** Opening Passage provided block **

Study Guide

The Danish Girl Appearances

By David Ebershoff

Appearances

Part 1, Chapter 1

"Aren't you a pretty man," she had said, years ago, when they were first alone. (1.27)

Einar always has a feminine appearance, which likely assists him in his transition. It is very easy for him to pass as female even before he has any sort of surgery.

Einar Wegener/Lili Elbe

"But I can't wear Anna's shoes," Einar said. (1.11)

Einar initially resists dressing like a woman because he would be embarrassed for his wife, or anyone really, to see him in feminine clothes. But he soon comes to embrace it. You do you.

Chapter 2

One day Greta plucked her eyebrows and they never grew back, which she saw as more of a convenience than anything else. (2.3)

This is a small line, but it illustrates that Greta is a woman accustomed to having an unusual appearance. Therefore, she won't find her husband's appearance unusual when he begins to dress more femininely.

Chapter 9

Lili left Hans on the steps of the police station, turning three corners immediately, running away from him […] the stain on her dress spreading as persistently, as appallingly, as a disease. (9.95)

Lili's bleeding is a medical problem, but the stains it leaves are an external parallel of her internal feelings. She is hurting inside, agonizingly torn between two possibilities.

Chapter 11

"What would you think if I were to tell you to stop dressing as her?" (11.40)

One of the doctors Einar sees thinks that a man in woman's clothes—even if that man identifies as a woman and everyone else thinks of him as a woman when he's in those clothes—would be damaging to the fabric of society. That doctor is a bit of a quack.

Part 2, Chapter 13

And so Einar would set out from the ladies' pool in Lili's clothes, with the rubber bathing cap still on his head. (13.19)

In Paris, Einar dresses like Lili even when he doesn't feel like Lili. It's interesting that Einar can appear as Lili even when he's Einar—he and Lili have a complex dual identity.

Einar was a man with suspicious stains on his clothes. (13.25)

Early on, Einar is happy with his own identity. Well, if not happy, he's at least satisfied. But he begins to get more and more concerned with how he looks to other people, and he wants to look like a woman to them so he can feel more like a woman himself.

Chapter 16

"He came to see me, and the first thing I noticed—how could I not?—was that he had breasts bigger than many teenage girls. […] I discovered he was both male and female." (16.37)

It is lucky that Greta is able to find a doctor who once met a man similar to Einar—a man who looked female and wanted to continue on a surgical path to look more like a woman.

Chapter 17
Einar Wegener/Lili Elbe

"Do I look like Lili?" Einar said. "Do I look like a woman to you?" (17.73)

Einar is being defensive here, but deep inside, he desperately wants the answer to be yes. He wants to look like a woman all the time now, and in order to do that, he needs to shed his Einar suit.

Chapter 18

"Professor Bolk thinks he can change Einar into a woman," Greta said. "Not mentally, but physically." (18.30)

Mentally, Einar has been a woman for a while, but at the end of the book, it's the physical part he needs help with. He wants to look like a woman in clothes and out of them.

** Closing Passage provided block **
** Opening Available data block **

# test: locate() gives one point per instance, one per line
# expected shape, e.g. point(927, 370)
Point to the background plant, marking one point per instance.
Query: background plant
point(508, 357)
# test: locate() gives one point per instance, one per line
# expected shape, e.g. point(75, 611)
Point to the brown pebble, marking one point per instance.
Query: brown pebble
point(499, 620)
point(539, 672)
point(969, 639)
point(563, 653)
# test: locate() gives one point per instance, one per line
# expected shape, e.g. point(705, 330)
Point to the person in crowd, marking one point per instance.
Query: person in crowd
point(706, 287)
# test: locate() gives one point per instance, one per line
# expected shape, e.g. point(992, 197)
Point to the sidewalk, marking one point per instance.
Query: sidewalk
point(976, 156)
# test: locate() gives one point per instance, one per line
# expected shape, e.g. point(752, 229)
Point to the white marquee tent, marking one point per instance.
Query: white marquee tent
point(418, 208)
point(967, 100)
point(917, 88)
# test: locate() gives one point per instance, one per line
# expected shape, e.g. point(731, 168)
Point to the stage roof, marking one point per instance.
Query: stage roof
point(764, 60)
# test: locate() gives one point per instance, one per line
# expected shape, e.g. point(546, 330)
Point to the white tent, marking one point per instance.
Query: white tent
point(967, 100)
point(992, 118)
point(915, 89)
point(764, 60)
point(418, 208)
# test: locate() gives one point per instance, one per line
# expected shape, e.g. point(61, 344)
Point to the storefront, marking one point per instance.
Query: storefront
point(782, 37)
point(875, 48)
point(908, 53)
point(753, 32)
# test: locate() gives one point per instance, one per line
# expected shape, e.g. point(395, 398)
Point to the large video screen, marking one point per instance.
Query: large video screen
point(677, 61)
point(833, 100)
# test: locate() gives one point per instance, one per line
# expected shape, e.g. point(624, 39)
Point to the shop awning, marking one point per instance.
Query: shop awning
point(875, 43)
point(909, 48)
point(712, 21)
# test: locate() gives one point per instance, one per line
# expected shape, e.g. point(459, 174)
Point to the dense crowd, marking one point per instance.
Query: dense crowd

** Closing Available data block **

» **Problems to solve**:
1. Decide whether each statement below agrees with the study guide on appearances in The Danish Girl, answering yes or no and quoting the words of the guide that settle it. (a) Greta's eyebrows grew back after she plucked them. (b) In Paris, Einar dresses like Lili even when he does not feel like Lili. (c) Professor Bolk thinks he can change Einar into a woman mentally.
2. Retype the study guide on appearances in The Danish Girl from "This is a small" up to and including "dress more femininely.".

» **Exercise results**:
1.
(a) No: "One day Greta plucked her eyebrows and they never grew back"
(b) Yes: "In Paris, Einar dresses like Lili even when he doesn't feel like Lili."
(c) No: "Not mentally, but physically."

2.
This is a small line, but it illustrates that Greta is a woman accustomed to having an unusual appearance. Therefore, she won't find her husband's appearance unusual when he begins to dress more femininely.